Rewrite all of the records below, replacing every occurrence of "photograph" with "image" and leaving everything else unchanged. Omit the pictures from your answer.

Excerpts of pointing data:
- - - - -

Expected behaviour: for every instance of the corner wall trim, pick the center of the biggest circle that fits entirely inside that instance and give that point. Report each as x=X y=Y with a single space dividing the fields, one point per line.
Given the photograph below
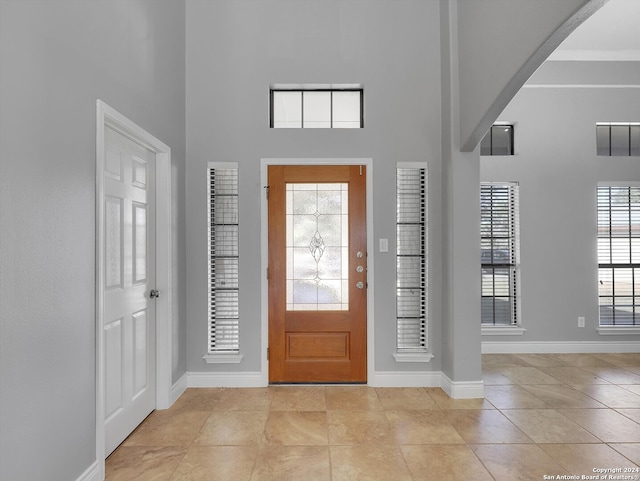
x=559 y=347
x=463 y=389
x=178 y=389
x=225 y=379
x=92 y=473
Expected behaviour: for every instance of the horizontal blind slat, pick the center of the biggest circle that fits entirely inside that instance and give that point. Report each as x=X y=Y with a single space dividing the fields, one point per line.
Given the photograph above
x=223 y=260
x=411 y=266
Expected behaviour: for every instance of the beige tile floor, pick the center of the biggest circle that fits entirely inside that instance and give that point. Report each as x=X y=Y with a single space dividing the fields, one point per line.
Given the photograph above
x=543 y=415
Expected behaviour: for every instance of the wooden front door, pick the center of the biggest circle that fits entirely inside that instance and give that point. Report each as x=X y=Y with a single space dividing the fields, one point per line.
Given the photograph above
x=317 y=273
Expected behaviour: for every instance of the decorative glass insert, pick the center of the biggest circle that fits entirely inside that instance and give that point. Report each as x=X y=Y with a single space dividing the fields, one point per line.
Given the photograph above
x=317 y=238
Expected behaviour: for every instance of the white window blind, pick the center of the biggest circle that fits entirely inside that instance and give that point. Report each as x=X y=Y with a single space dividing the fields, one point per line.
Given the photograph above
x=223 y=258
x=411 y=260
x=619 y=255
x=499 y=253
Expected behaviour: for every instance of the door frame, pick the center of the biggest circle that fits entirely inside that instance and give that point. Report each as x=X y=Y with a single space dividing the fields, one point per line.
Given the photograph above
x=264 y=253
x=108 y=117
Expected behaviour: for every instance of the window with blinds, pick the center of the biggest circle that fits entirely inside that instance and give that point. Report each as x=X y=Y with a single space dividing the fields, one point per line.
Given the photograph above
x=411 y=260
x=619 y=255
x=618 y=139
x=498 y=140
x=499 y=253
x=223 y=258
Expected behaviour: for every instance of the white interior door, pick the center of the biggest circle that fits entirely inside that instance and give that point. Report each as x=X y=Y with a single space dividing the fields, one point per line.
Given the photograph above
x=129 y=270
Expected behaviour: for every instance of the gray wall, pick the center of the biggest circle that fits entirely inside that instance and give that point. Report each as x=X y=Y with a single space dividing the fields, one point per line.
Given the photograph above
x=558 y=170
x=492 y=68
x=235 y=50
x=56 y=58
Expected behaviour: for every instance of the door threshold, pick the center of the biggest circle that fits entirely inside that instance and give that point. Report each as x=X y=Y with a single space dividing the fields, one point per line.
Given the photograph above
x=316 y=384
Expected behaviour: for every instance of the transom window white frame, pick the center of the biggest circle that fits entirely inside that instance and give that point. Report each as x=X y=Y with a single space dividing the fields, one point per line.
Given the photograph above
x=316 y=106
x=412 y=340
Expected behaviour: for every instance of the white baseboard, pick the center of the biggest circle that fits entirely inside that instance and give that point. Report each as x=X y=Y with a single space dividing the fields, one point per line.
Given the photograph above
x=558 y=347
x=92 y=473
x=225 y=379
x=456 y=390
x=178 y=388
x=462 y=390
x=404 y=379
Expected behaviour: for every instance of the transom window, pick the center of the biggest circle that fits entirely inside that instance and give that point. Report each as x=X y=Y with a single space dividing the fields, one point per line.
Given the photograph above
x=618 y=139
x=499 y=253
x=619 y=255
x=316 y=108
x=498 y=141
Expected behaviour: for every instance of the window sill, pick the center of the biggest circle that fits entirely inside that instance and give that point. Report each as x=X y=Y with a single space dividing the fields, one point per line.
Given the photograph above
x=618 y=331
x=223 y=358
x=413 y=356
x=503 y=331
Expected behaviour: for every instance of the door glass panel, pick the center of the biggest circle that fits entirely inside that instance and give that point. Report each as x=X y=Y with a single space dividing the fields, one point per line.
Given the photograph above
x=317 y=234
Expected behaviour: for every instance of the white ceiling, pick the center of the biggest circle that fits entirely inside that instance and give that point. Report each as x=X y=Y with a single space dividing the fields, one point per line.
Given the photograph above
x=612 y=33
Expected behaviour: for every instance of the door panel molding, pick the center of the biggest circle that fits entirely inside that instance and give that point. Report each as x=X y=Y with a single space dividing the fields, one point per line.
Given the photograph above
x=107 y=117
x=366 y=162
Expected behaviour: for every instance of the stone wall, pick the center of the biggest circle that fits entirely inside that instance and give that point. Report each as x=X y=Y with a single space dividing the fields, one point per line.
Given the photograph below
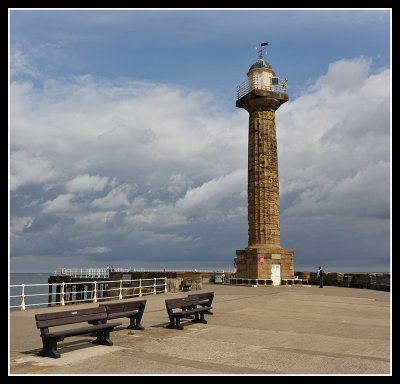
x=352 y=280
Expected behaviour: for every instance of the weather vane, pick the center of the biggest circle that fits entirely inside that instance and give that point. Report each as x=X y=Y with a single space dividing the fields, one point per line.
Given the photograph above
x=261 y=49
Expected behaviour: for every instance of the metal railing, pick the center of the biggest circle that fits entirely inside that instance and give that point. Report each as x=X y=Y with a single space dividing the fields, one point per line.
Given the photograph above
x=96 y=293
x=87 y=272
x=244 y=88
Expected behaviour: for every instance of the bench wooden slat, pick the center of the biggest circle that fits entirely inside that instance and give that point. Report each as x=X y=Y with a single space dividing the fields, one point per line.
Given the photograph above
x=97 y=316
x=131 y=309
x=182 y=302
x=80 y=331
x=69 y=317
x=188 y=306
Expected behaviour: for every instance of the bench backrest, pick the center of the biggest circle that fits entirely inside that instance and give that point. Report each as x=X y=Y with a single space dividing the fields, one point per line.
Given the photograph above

- - - - -

**Written solution**
Expected behaviour: for every instance of the corner wall trim, pick the center of the biggest circle that fits entirely inside that instance and give that point. Report each as x=X y=Y with a single space dividing the fields, one point per line.
Given the image below
x=559 y=347
x=463 y=389
x=178 y=389
x=225 y=379
x=92 y=473
Expected behaviour: for every instance of the horizontal blind slat, pick the center of the biggest circle that fits entirely inside that instance and give that point. Report each as x=X y=Y with a single space dividing the fields, one point per line.
Given the image above
x=223 y=260
x=411 y=266
Expected behaviour: for every instance of the beige tile floor, pick the center of the biggest circle that fits entirely inside that instance and give that point. Report each as x=X y=Y with a single space dividing the fields, one point per line.
Given the image above
x=543 y=415
Expected behaviour: for every instance of the wooden front door, pick the center of the biggest circle that fits entirely inside that instance and give that point. Report each as x=X y=Y with a single space dividing the fields, one point per line.
Given the image above
x=317 y=273
Expected behaviour: for every instance of the decorative glass insert, pick the center of the biggest circle that fits entirely inside that instance and give that point. Report each as x=X y=Y with a single space dividing the fields, one point per line.
Given the image above
x=317 y=238
Expected behaviour: for every instance of the white window blind, pick the center of the biggest circle that fits entirely inside that instance and give that point. Report each as x=X y=Y with a single space dividing the fields, one point per line.
Given the image above
x=223 y=258
x=411 y=260
x=619 y=255
x=499 y=253
Expected behaviour: for every instance of the door frame, pick the center of the biggest circle that fits entirely inside that instance and give that point. Report each as x=X y=Y with a single space dividing the fields, one point per line.
Given the image above
x=264 y=253
x=108 y=117
Expected behaviour: for every instance of the window with blinds, pick the center of the biggest circle that fits entirely inside that instance and give that point. Report each as x=X y=Y with a single space dividing the fields, one point per line.
Given the image above
x=411 y=260
x=619 y=255
x=618 y=139
x=498 y=140
x=499 y=253
x=223 y=258
Expected behaviour: for every instance of the white interior door, pick the center of the biggest circle that fits entirely inside that instance and give that point. Report each as x=X y=Y with a single space dividing the fields, one point per line.
Given the image above
x=129 y=270
Expected behaviour: for every instance of the gray wall, pick the center of the biggest circle that fits entirely inside that instance and give that point. Report each as x=X y=Y with a single space dividing the fields, one point per line.
Given the image above
x=558 y=170
x=492 y=68
x=235 y=50
x=56 y=58
Expected behaviour: for every instance of the door threshold, pick the center of the biggest circle that fits entirely inside that instance and give that point. Report each as x=X y=Y with a single space dividing the fields, one point per line.
Given the image above
x=316 y=384
Expected behaviour: for every instance of the transom window white frame, pick the center of the biggest circle that fits entirely inside that instance and give that point. Report each as x=X y=Y with a single space dividing the fields, one point per line.
Given the image above
x=316 y=106
x=412 y=340
Expected behaviour: for every instance of the white baseboard, pick the center of the biggest circle that fits entirely inside that instance and give that point. Report each as x=X y=Y with a single space dividing the fields, one point per line.
Given the image above
x=558 y=347
x=92 y=473
x=225 y=379
x=456 y=390
x=178 y=388
x=462 y=390
x=404 y=379
Expected behaviour: for every instance of the transom window, pick the center of the biggest circle that fits entirely inside that instance and give that point. Report each as x=X y=Y with a single space dividing the fields, one point per line.
Given the image above
x=618 y=139
x=499 y=253
x=619 y=255
x=316 y=108
x=498 y=141
Expected behaviour: for every instance of the window sill, pick the center of the biggest circle that fits entirely inside that instance and give that point. Report each as x=X y=Y with a single space dividing the fields, one point per line.
Given the image above
x=618 y=331
x=223 y=358
x=413 y=356
x=503 y=331
Expected behaviour: for every instance of the door glass panel, pick the center of the biggest circle that fits entirely inside that instance and give that point. Report each as x=X y=Y with a single space dividing the fields, one point per line.
Given the image above
x=317 y=234
Expected behaviour: for every instance of the white ceiling, pick the center of the biggest circle that fits entirely inside that instance and give that point. Report each as x=X y=Y with a single space dividing the fields, one point per line.
Given the image above
x=612 y=33
Expected behaviour: for every instance of the door panel molding, pick the center of the biggest circle that fits entirely inside that instance and give that point. Report each as x=X y=Y with a single space dividing the fields, one point per line.
Given the image above
x=107 y=117
x=366 y=162
Expected behaviour: for every instance of the stone wall, pick the center of the biggest circle that fits entirely inside that instance and give that point. Report each as x=X y=Y with a single space dividing the fields, one point per line.
Given the image below
x=352 y=280
Expected behaviour: for every instance of the weather vane, pick the center of the biggest circle that fits entirely inside that instance and give that point. Report each as x=X y=Y with a single space dividing the fields, one point per line.
Given the image above
x=261 y=49
Expected behaviour: for every instance of the metal railing, pick the center of the biggest circle that fits entirely inside that instance and give that point. Report each as x=X y=Y with a single space dividing the fields, one point per line.
Given the image above
x=96 y=293
x=87 y=272
x=244 y=88
Expected behaviour: for every instance of the bench wooden slat, pick the center of the biggest circle that fits entirely inside that instance and give that point. Report each as x=X y=Y with a single space dividing the fields, one point per line.
Given the image above
x=97 y=316
x=131 y=309
x=182 y=302
x=80 y=331
x=69 y=317
x=188 y=306
Expected behaviour: for every instance of the bench backrest, pick the center of the biggest circle that fits entirely inside that instance and give that point. Report each as x=X y=Y with a single space dividing the fields, one point per line.
Given the image above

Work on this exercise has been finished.